(What to work on): Lines below that include "puppy" are the answer; copy each one.
START Records provided
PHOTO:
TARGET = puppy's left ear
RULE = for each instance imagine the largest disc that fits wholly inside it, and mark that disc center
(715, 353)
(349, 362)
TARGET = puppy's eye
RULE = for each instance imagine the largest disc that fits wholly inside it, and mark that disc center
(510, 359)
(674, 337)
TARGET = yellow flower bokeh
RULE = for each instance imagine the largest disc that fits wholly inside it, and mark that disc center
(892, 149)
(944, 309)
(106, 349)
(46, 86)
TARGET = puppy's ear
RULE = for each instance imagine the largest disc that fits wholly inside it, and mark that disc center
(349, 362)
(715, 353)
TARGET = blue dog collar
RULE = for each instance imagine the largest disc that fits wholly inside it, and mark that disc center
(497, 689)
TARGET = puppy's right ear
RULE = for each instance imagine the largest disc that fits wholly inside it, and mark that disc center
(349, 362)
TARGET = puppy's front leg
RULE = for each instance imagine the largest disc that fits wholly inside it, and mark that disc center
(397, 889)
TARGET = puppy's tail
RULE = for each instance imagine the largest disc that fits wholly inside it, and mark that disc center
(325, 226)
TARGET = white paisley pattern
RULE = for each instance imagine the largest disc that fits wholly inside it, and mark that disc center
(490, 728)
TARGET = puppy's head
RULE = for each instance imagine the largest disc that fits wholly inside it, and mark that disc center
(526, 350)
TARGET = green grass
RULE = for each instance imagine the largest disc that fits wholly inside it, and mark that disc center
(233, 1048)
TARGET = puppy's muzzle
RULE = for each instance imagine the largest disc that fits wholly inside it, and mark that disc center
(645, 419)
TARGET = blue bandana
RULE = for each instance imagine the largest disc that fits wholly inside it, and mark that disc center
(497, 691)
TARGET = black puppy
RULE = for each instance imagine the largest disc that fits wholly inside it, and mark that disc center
END Records provided
(Your response):
TARGET = puppy's left ear
TARGET = puppy's eye
TARGET = puppy's ear
TARGET = puppy's right ear
TARGET = puppy's front leg
TARGET = puppy's tail
TARGET = puppy's head
TARGET = puppy's muzzle
TARGET = black puppy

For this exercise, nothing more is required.